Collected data
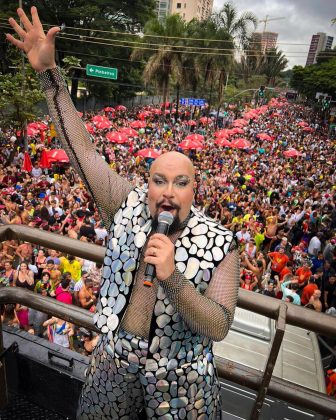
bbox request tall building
[156,0,213,22]
[306,32,334,66]
[156,0,171,20]
[252,32,278,53]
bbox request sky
[213,0,336,68]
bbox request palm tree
[131,14,191,108]
[189,18,234,105]
[260,48,288,86]
[212,2,258,50]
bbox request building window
[176,3,181,8]
[184,3,186,7]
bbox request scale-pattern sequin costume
[39,68,240,420]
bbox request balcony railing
[0,224,336,419]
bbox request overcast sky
[213,0,336,68]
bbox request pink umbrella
[199,117,212,125]
[152,109,162,115]
[230,138,251,149]
[233,119,248,127]
[297,121,308,127]
[161,102,170,108]
[178,139,204,150]
[187,120,197,126]
[185,134,204,143]
[231,127,245,135]
[104,107,115,112]
[22,152,33,172]
[28,122,48,131]
[257,133,272,141]
[85,123,95,134]
[243,112,258,120]
[95,120,112,130]
[92,115,109,123]
[215,138,231,147]
[26,127,39,137]
[106,132,129,143]
[138,111,151,120]
[283,148,302,158]
[39,149,51,169]
[130,120,146,129]
[46,149,69,163]
[214,130,230,138]
[137,149,161,159]
[119,127,139,137]
[115,105,127,111]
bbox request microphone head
[158,211,174,226]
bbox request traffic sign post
[86,64,118,80]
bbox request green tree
[0,0,155,102]
[290,58,336,100]
[260,48,288,86]
[0,63,44,131]
[131,14,192,108]
[212,2,257,50]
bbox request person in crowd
[43,316,74,349]
[281,276,301,305]
[7,8,240,418]
[55,274,73,305]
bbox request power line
[0,16,311,46]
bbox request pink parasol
[152,108,162,115]
[115,105,127,111]
[283,148,302,158]
[46,149,69,163]
[297,121,308,127]
[178,139,204,150]
[130,120,147,129]
[231,127,245,135]
[187,120,197,126]
[215,138,231,147]
[230,138,251,149]
[28,122,48,131]
[104,107,115,112]
[85,123,95,134]
[106,132,129,144]
[185,133,204,143]
[257,133,272,141]
[214,130,230,138]
[199,117,212,125]
[92,115,110,123]
[137,149,161,159]
[119,127,139,137]
[95,120,112,130]
[22,152,33,172]
[232,119,248,127]
[138,111,151,120]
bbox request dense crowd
[0,98,335,372]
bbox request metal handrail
[1,224,336,418]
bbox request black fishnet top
[39,67,240,341]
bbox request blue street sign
[180,98,206,106]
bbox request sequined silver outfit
[39,68,240,420]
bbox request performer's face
[148,152,194,225]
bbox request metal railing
[1,225,336,419]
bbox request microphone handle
[143,221,171,287]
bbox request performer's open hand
[144,233,175,281]
[6,7,59,72]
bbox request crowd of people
[0,96,335,367]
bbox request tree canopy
[290,58,336,99]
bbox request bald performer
[7,8,240,419]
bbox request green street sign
[86,64,118,80]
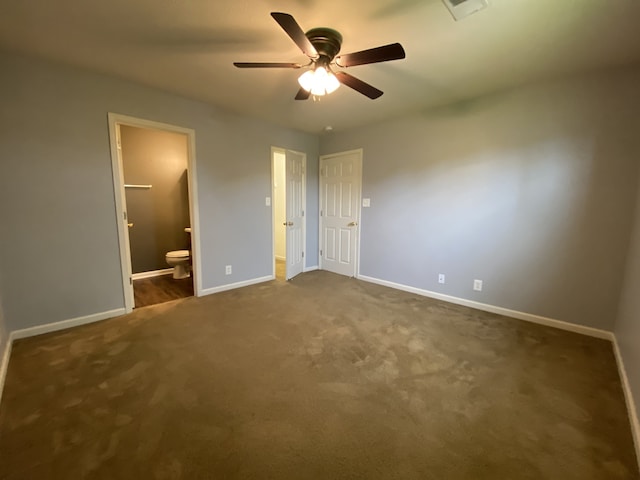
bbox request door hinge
[302,210,305,217]
[129,277,133,285]
[123,211,127,220]
[302,251,304,258]
[320,210,323,217]
[320,249,323,256]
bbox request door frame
[318,149,363,278]
[271,146,307,279]
[108,113,202,313]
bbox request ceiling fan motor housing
[305,28,343,64]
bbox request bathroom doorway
[272,147,306,281]
[108,114,201,312]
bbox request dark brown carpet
[0,271,637,479]
[133,274,193,308]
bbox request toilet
[165,228,192,279]
[165,250,191,279]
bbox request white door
[320,150,362,277]
[114,123,135,309]
[285,150,305,280]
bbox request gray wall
[320,68,640,330]
[121,126,190,274]
[0,51,319,332]
[616,165,640,430]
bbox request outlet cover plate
[473,279,483,291]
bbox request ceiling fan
[234,12,406,100]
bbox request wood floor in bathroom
[134,260,284,309]
[133,274,194,308]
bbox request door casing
[108,113,202,312]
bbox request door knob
[348,221,358,227]
[127,223,134,228]
[285,221,294,226]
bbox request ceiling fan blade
[234,62,302,68]
[336,43,406,67]
[335,72,383,99]
[271,12,318,58]
[295,88,311,100]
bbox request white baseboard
[200,275,274,296]
[612,336,640,472]
[0,335,12,406]
[303,265,319,273]
[10,308,127,341]
[132,268,174,280]
[357,275,613,340]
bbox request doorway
[272,148,306,281]
[319,149,362,277]
[108,114,201,312]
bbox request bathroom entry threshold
[133,274,194,308]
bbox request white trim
[107,113,203,312]
[10,309,126,341]
[271,147,278,280]
[200,276,274,296]
[303,265,319,273]
[0,335,12,406]
[357,275,613,340]
[612,336,640,471]
[108,117,133,312]
[131,268,174,280]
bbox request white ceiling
[2,0,640,133]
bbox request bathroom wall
[320,66,640,331]
[120,125,190,274]
[0,51,319,332]
[274,152,286,261]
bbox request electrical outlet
[225,265,232,275]
[265,197,271,207]
[438,274,445,284]
[473,279,483,291]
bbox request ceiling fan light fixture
[298,66,340,96]
[235,12,405,100]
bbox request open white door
[320,150,362,277]
[110,122,135,311]
[285,150,306,280]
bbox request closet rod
[124,184,152,189]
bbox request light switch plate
[265,197,271,206]
[362,198,371,207]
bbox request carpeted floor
[0,271,637,479]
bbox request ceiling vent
[442,0,489,21]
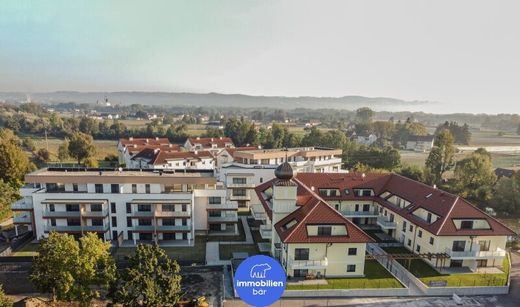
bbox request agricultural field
[470,130,520,146]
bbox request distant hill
[0,91,429,110]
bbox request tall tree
[113,244,182,307]
[67,132,96,165]
[453,148,496,201]
[398,165,425,182]
[491,172,520,214]
[0,284,12,307]
[425,129,456,184]
[58,139,70,162]
[355,107,375,123]
[0,128,32,189]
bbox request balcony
[45,225,109,232]
[342,210,379,218]
[447,247,507,259]
[82,209,109,218]
[260,224,272,239]
[130,225,191,232]
[229,194,251,201]
[11,200,33,210]
[251,204,267,221]
[227,183,256,188]
[289,257,328,269]
[207,215,238,223]
[154,211,191,217]
[13,215,31,224]
[206,203,238,210]
[42,210,81,218]
[376,217,397,229]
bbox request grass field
[471,130,520,146]
[383,246,509,287]
[285,260,403,290]
[11,242,39,256]
[400,149,520,169]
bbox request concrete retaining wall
[284,288,409,297]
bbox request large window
[145,184,151,194]
[460,220,473,230]
[95,184,103,193]
[163,218,175,226]
[111,202,116,213]
[111,184,120,193]
[294,248,309,261]
[317,226,332,236]
[67,218,80,226]
[232,178,246,184]
[66,204,79,212]
[132,184,137,193]
[138,219,151,226]
[232,189,247,197]
[111,216,117,227]
[162,204,175,212]
[347,265,356,272]
[452,240,466,252]
[91,219,103,226]
[91,204,102,212]
[209,197,222,205]
[137,204,151,212]
[348,248,357,256]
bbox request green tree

### TRY IT
Please copy out each line above exactly as written, but not the pictures.

### COMPLETED TASK
bbox request tall building
[156,0,213,22]
[306,32,334,66]
[156,0,171,20]
[252,32,278,53]
bbox request sky
[213,0,336,68]
bbox request palm tree
[131,14,191,108]
[189,18,234,105]
[260,48,288,86]
[212,2,258,50]
bbox request building window
[176,3,181,8]
[184,3,186,7]
bbox request scale-pattern sequin costume
[39,68,240,420]
bbox request balcony railing
[0,224,336,419]
bbox request overcast sky
[213,0,336,68]
bbox request pink umbrella
[199,117,212,125]
[152,109,162,115]
[230,138,251,149]
[233,119,248,127]
[297,121,308,127]
[161,102,170,108]
[178,139,204,150]
[187,120,197,126]
[185,134,204,143]
[231,127,245,135]
[104,107,115,112]
[22,152,33,172]
[28,122,48,131]
[257,133,272,141]
[85,123,95,134]
[243,112,258,120]
[95,120,112,130]
[92,115,109,123]
[215,138,231,147]
[26,127,39,137]
[106,132,129,143]
[138,111,151,120]
[283,148,302,158]
[39,149,51,169]
[130,120,146,129]
[46,149,69,163]
[214,130,230,138]
[137,149,161,159]
[119,127,139,137]
[115,105,127,111]
bbox request microphone head
[158,211,174,226]
bbox request traffic sign post
[86,64,118,80]
bbox request green tree
[0,0,155,102]
[290,58,336,100]
[260,48,288,86]
[0,63,44,131]
[131,14,192,108]
[212,2,257,50]
bbox request person in crowd
[43,316,74,349]
[281,276,301,305]
[7,8,240,418]
[55,274,73,305]
bbox request power line
[0,16,311,46]
bbox request pink parasol
[152,108,162,115]
[115,105,127,111]
[283,148,302,158]
[46,149,69,163]
[297,121,308,127]
[178,139,204,150]
[130,120,147,129]
[231,127,245,135]
[187,120,197,126]
[215,138,231,147]
[230,138,251,149]
[28,122,48,131]
[104,107,115,112]
[85,123,95,134]
[106,132,129,144]
[185,133,204,143]
[257,133,272,141]
[214,130,230,138]
[199,117,212,125]
[92,115,110,123]
[137,149,161,159]
[119,127,139,137]
[95,120,112,130]
[22,152,33,172]
[232,119,248,127]
[138,111,151,120]
bbox request dense crowd
[0,98,335,372]
bbox request metal handrail
[1,224,336,418]
bbox request black fishnet top
[39,67,240,341]
bbox request blue street sign
[180,98,206,106]
bbox request sequined silver outfit
[39,68,240,420]
bbox request performer's face
[148,152,194,225]
bbox request metal railing
[1,225,336,419]
bbox request microphone handle
[143,221,171,287]
bbox request performer's open hand
[144,233,175,281]
[6,7,59,72]
bbox request crowd of people
[0,96,335,367]
bbox request tree canopy
[290,58,336,99]
bbox request bald performer
[7,8,240,419]
bbox request green street sign
[86,64,118,80]
bbox request door hinge
[302,210,305,217]
[129,277,133,285]
[123,211,127,220]
[302,251,304,258]
[320,210,323,217]
[320,249,323,256]
bbox request door frame
[318,149,363,278]
[271,146,307,279]
[108,113,202,313]
bbox request ceiling fan motor housing
[305,28,343,64]
bbox request bathroom doorway
[272,147,306,281]
[108,114,201,312]
bbox request dark brown carpet
[0,271,637,479]
[133,274,193,308]
bbox request toilet
[165,228,192,279]
[165,250,191,279]
bbox request white door
[320,150,362,277]
[114,123,135,309]
[285,150,305,280]
bbox request gray wall
[320,68,640,330]
[121,126,190,274]
[0,51,319,332]
[616,165,640,430]
bbox request outlet cover plate
[473,279,483,291]
bbox request ceiling fan
[234,12,406,100]
bbox request wood floor in bathroom
[134,260,284,309]
[133,274,194,308]
bbox request door casing
[108,113,202,312]
bbox request door knob
[348,221,358,227]
[127,223,134,228]
[285,221,294,226]
bbox request ceiling fan blade
[234,62,302,68]
[336,43,406,67]
[335,72,383,99]
[271,12,318,58]
[295,88,311,100]
bbox request white baseboard
[200,275,274,296]
[612,336,640,472]
[0,335,12,406]
[303,265,319,273]
[10,308,127,341]
[132,268,174,280]
[357,275,613,340]
bbox request doorway
[272,148,306,281]
[319,149,362,277]
[108,114,201,312]
bbox request bathroom entry threshold
[133,274,194,308]
bbox request white trim
[107,113,203,312]
[10,309,126,341]
[271,147,278,280]
[200,276,274,296]
[303,265,319,273]
[0,335,12,406]
[357,275,613,340]
[612,336,640,471]
[108,117,133,312]
[131,268,174,280]
bbox request white ceiling
[2,0,640,133]
bbox request bathroom wall
[320,66,640,331]
[120,125,190,274]
[0,51,319,332]
[274,152,286,261]
bbox request electrical outlet
[225,265,232,275]
[265,197,271,207]
[438,274,445,284]
[473,279,483,291]
bbox request ceiling fan light fixture
[298,66,340,96]
[235,12,405,100]
bbox request open white door
[320,150,362,277]
[110,122,135,311]
[285,150,306,280]
bbox request closet rod
[124,184,152,189]
bbox request light switch plate
[265,197,271,206]
[362,198,371,207]
bbox request carpeted floor
[0,271,637,479]
bbox request ceiling vent
[442,0,489,21]
bbox request agricultural field
[470,130,520,146]
bbox request distant hill
[0,91,429,110]
bbox request tall tree
[113,244,182,307]
[67,132,96,165]
[453,148,496,201]
[398,165,425,182]
[491,172,520,214]
[0,284,12,307]
[425,129,456,184]
[58,139,70,162]
[355,107,375,123]
[0,128,32,189]
bbox request balcony
[45,225,109,232]
[342,210,379,218]
[447,247,507,259]
[82,209,109,218]
[260,224,272,239]
[130,225,191,232]
[229,194,251,201]
[11,200,33,210]
[251,204,267,221]
[227,183,256,188]
[289,257,328,269]
[207,215,238,223]
[154,211,191,217]
[13,215,31,224]
[206,203,238,210]
[42,210,81,218]
[376,217,397,229]
bbox request grass field
[471,130,520,146]
[383,246,509,287]
[285,260,403,290]
[11,242,39,256]
[400,149,520,169]
bbox request concrete retaining wall
[284,288,409,297]
bbox request large window
[145,184,151,194]
[460,220,473,230]
[95,184,103,193]
[163,218,175,226]
[111,202,116,213]
[111,184,120,193]
[294,248,309,261]
[317,226,332,236]
[67,218,80,226]
[232,178,246,184]
[66,204,79,212]
[132,184,137,193]
[138,219,151,226]
[232,189,247,197]
[111,216,117,227]
[162,204,175,212]
[347,265,356,272]
[452,240,466,252]
[91,219,103,226]
[91,204,102,212]
[209,197,222,205]
[137,204,151,212]
[348,248,357,256]
bbox request green tree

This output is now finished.